PROBLEM DETAILS => In the records below, reproduce everything from the line containing "Note: spot the raised" down to the line containing "<point>305,161</point>", requests included, shifting every coordinate in the answers up by 148.

Entries from a point annotation set
————

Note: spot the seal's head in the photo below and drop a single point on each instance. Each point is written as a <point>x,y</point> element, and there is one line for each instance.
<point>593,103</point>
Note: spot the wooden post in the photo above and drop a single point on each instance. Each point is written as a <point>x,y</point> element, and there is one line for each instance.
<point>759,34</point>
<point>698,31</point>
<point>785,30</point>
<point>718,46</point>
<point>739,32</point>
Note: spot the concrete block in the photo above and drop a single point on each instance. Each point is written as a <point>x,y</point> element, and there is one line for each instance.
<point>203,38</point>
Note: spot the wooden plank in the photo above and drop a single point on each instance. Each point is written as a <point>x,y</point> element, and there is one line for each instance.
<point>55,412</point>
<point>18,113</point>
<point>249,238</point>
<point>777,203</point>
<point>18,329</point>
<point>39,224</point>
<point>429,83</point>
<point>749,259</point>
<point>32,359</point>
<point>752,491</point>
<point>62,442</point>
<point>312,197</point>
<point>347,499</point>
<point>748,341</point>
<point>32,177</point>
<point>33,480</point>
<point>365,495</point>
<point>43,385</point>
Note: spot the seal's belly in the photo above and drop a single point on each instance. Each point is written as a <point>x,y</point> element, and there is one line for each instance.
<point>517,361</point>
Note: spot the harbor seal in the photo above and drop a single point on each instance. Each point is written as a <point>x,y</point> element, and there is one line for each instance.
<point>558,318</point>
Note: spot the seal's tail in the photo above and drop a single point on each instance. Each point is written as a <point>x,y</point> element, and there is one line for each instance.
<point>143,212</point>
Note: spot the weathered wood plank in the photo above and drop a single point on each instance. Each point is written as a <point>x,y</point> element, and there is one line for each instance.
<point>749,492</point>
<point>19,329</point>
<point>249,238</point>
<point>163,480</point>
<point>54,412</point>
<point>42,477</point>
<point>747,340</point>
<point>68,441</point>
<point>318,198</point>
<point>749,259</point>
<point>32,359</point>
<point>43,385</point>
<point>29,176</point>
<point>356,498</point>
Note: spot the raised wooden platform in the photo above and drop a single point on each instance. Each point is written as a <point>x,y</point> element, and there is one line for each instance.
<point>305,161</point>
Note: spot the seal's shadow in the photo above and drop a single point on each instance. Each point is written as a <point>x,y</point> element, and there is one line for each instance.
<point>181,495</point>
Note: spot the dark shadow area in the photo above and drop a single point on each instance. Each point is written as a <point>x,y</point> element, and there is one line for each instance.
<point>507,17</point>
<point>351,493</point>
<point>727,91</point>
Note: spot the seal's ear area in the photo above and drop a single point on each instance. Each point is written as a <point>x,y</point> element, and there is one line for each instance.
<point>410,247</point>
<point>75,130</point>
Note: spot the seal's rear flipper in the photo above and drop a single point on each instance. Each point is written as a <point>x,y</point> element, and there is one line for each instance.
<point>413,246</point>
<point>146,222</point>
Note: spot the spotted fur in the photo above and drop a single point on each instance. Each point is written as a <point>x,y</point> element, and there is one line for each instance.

————

ANSWER TO THIS TASK =>
Note: spot the raised wooden platform in the photo above and drop a single point on each instance. Each point is written as a <point>x,y</point> element, and there is one line for each instance.
<point>453,309</point>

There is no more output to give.